§ Vorliegender Text
--------------------------------

FG Hessen zum Leistungsaustausch bei Zahlungen des Mieters für die vorzeitige Beendigung des Mietverhältnisses

Anmerkung zu: FG Hessen, Urt. v. 27.04.2017, 6 K 1986/16

Praxisproblem

In der dem Urteil vom 27.04.2017, 6 K 1986/16, zu Grunde liegenden Entscheidung hatte sich das FG Hessen mit der Einordnung einer Abfindungszahlung des Mieters an den Vermieter im Zusammenhang mit der vorzeitigen Beendigung eines gewerblichen Mietverhältnisses auseinanderzusetzen.

Fraglich war, ob es sich bei solchen Abfindungszahlungen um echten Schadenersatz oder um Leistungsentgelt i. S. v. § 1 Abs. 1 Nr. 1 UStG handelt. Nur im letztgenannten Fall ließe sich die Steuerbarkeit zu Zwecken der Umsatzsteuer bejahen.

Für die Praxis ist die Entscheidung insbesondere mit Blick auf die anzufertigende Umsatzsteuerjahreserklärung relevant: Würdigt der erklärende Unternehmer entsprechende Zahlungseingänge als echten Schadensersatz und gibt sie deshalb nicht mit an, so droht bei anderer Wertung durch das Finanzamt eine spätere Erhöhung der Umsätze im Umsatzsteuerbescheid mit evtl. nachfolgend wirtschaftlicher Definitivbelastung und Vollverzinsung (§ 233a AO).

--------------------------------

(Gespeicherte Einträge)

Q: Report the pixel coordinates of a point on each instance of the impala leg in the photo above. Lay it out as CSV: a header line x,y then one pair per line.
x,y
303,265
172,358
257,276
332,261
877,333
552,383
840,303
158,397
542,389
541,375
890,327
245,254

--------------------------------

§ Aufgabe
Erkläre in ein bis drei Sätzen, warum die Anmerkung zum Urteil des FG Hessen die Entscheidung für die Umsatzsteuerjahreserklärung in der Praxis für relevant hält.

§ Ergebnis
Wertet der Unternehmer die eingehenden Zahlungen als echten Schadensersatz und gibt sie deshalb nicht an, droht bei anderer Wertung durch das Finanzamt eine spätere Erhöhung der Umsätze im Umsatzsteuerbescheid. Daraus können eventuell eine wirtschaftliche Definitivbelastung und eine Vollverzinsung nach § 233a AO folgen.